- _Excerpts from a dataset on object pointing_
□ □ □
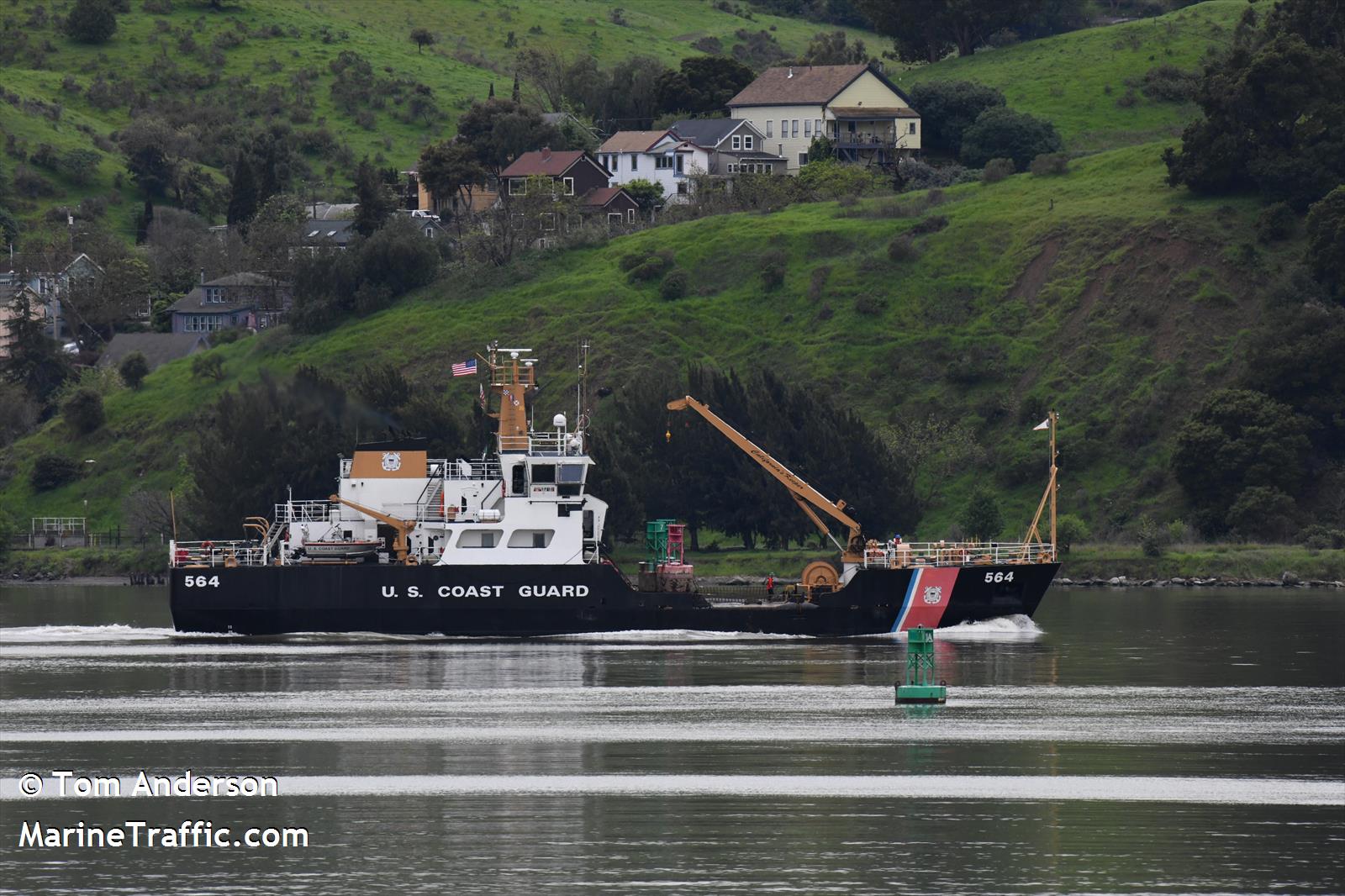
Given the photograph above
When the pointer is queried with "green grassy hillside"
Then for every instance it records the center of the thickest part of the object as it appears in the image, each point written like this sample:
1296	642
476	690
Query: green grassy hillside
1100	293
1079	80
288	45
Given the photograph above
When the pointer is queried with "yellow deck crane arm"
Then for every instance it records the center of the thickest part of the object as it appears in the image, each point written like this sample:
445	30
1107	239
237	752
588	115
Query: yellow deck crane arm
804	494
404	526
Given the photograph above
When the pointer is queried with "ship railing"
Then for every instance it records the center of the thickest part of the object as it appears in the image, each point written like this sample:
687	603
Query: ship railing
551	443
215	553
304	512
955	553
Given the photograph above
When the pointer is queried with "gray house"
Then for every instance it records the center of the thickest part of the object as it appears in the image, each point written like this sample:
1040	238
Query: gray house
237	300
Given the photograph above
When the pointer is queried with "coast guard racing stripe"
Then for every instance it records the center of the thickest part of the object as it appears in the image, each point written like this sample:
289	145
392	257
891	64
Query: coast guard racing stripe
□ □ □
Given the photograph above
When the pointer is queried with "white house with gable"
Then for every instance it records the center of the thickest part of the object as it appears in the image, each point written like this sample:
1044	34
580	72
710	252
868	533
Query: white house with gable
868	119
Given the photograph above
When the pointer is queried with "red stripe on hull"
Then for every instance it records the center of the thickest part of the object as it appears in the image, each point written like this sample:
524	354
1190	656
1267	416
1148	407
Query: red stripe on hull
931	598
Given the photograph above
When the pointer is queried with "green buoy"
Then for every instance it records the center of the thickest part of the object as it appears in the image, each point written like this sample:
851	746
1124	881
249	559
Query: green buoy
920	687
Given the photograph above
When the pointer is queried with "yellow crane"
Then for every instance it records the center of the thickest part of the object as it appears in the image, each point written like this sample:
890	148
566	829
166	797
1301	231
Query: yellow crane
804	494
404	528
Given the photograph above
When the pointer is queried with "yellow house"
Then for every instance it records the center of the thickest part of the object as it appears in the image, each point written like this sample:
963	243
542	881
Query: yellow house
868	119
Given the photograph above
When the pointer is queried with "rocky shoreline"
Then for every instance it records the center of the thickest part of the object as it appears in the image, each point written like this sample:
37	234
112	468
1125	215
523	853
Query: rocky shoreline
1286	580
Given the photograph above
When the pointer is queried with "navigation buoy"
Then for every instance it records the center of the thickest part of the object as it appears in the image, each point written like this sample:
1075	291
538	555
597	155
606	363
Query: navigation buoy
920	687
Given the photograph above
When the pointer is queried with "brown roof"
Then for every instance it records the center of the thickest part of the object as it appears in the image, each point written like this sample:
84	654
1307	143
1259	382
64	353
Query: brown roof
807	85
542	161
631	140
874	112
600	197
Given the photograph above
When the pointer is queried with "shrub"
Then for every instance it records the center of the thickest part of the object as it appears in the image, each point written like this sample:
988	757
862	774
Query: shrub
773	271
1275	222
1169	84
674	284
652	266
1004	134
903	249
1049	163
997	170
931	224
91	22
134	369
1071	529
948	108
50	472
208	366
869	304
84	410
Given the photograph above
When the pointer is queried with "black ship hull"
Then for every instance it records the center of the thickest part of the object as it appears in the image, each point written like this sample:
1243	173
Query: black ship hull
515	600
□ □ □
- _EXERCISE PROMPT_
Report, copied in full, every line of the data above that contains the string "guard".

- _OUTPUT FOR THIS TASK_
When the pointer is queried with "coast guard racing stripe"
Query: coast guard racing stripe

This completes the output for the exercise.